Short task:
Shift the stretch from the line containing "Where can you see the paved" through the final line by adding -124 to every coordinate in the answers. Write out that stretch alone, keeping the requests as they stand.

Materials provided:
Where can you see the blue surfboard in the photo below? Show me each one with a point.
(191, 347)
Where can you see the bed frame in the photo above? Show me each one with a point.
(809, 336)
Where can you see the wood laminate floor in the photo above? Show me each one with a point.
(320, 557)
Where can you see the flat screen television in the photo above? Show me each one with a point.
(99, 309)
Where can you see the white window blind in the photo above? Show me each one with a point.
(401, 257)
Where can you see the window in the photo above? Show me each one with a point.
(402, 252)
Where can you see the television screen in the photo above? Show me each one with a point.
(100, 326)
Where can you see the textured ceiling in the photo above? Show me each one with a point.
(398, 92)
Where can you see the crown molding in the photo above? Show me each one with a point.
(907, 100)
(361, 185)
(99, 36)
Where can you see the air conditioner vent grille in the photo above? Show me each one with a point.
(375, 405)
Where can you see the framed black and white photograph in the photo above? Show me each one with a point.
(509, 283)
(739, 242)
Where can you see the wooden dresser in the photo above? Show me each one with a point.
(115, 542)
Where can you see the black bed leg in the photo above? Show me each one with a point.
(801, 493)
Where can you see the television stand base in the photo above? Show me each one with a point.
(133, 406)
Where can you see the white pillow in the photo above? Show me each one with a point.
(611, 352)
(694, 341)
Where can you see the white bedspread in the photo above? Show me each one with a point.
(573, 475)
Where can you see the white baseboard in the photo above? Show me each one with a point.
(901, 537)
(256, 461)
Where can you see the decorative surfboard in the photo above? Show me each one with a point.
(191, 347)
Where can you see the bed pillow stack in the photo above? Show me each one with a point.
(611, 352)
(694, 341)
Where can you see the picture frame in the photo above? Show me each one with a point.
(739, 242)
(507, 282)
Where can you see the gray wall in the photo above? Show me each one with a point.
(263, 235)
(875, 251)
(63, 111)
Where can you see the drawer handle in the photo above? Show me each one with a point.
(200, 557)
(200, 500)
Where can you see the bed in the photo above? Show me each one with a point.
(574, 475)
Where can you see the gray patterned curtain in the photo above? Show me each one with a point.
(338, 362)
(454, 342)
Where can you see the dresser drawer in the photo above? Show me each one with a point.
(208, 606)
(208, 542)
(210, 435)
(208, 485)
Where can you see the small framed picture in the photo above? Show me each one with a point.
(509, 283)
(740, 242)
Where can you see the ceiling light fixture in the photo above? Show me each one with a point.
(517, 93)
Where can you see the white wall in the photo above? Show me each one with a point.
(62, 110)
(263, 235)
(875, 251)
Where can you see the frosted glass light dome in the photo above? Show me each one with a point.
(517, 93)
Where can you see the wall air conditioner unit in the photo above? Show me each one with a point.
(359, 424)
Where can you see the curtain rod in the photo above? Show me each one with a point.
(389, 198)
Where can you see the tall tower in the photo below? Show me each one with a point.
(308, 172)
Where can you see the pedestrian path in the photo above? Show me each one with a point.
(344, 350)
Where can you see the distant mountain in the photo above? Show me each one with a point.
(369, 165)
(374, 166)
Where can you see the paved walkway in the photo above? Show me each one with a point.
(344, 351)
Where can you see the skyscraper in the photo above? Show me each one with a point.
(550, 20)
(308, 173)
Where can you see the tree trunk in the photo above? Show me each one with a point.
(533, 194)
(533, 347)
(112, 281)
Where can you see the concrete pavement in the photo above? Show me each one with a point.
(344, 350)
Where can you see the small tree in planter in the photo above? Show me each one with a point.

Answer for this exercise:
Where can you see the paved walkway in the photo above? Show me each one with a point.
(220, 227)
Where can you see the skyscraper in the photo above? Show me each one with a point.
(426, -104)
(184, 49)
Where can you see the tree trunk in the photo above? Show me each one with a point.
(409, 70)
(409, 223)
(-12, 157)
Where can you see the concrete pavement in the photo above? Show me each one with a point.
(220, 226)
Where can you see the small tree in planter in the photo above? Show me each one with a point.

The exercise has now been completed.